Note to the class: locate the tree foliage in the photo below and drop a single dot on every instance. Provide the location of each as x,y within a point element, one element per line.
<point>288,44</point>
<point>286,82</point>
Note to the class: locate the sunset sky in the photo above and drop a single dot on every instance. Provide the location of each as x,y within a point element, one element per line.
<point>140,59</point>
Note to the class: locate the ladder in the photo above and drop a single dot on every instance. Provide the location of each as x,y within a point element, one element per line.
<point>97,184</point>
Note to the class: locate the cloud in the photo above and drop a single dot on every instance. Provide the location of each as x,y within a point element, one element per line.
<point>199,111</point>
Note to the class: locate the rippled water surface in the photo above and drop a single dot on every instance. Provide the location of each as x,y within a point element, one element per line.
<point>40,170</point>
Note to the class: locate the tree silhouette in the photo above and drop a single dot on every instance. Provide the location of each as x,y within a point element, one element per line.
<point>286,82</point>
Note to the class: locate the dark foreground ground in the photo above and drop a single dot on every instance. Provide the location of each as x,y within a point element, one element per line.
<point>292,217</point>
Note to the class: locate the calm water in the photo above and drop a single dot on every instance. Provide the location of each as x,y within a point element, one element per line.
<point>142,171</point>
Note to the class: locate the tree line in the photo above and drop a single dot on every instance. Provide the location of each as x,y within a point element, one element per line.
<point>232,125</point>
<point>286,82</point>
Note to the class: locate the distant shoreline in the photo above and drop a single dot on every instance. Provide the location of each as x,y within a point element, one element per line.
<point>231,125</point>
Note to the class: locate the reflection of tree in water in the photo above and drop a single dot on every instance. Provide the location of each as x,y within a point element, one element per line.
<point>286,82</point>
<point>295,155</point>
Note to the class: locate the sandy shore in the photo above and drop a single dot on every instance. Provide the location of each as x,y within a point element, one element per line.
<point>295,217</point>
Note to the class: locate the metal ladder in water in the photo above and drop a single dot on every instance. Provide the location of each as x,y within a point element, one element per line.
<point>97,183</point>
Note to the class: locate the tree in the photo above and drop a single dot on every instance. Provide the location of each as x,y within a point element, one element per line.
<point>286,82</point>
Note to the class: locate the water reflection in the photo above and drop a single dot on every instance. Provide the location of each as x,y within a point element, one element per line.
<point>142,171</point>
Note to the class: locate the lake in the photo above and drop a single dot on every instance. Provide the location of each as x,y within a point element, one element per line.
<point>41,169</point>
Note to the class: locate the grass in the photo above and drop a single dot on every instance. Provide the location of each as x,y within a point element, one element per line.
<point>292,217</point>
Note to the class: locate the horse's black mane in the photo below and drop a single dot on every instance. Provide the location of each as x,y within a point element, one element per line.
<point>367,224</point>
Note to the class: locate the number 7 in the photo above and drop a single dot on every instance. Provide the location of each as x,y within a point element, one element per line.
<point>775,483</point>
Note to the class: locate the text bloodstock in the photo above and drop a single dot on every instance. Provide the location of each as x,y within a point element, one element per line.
::::::::
Written instruction: Print the material again word for word, starting at the line that contains "Note to the class: locate the tree in" and stopping after the line that contains "<point>41,169</point>".

Expected output:
Note to the class: locate the tree in the photo above and drop a single dot on every instance. Provide the location of each as x,y within a point element, one element per line.
<point>286,82</point>
Note to the class: locate the water reflection in the photo above and drop a single dot on every instance. Provide the location of each as x,y within a point element, one element per line.
<point>142,171</point>
Note to the class: locate the lake in the photo above and drop a single dot on every instance. Provide the location of each as x,y within a point element, one element per line.
<point>41,169</point>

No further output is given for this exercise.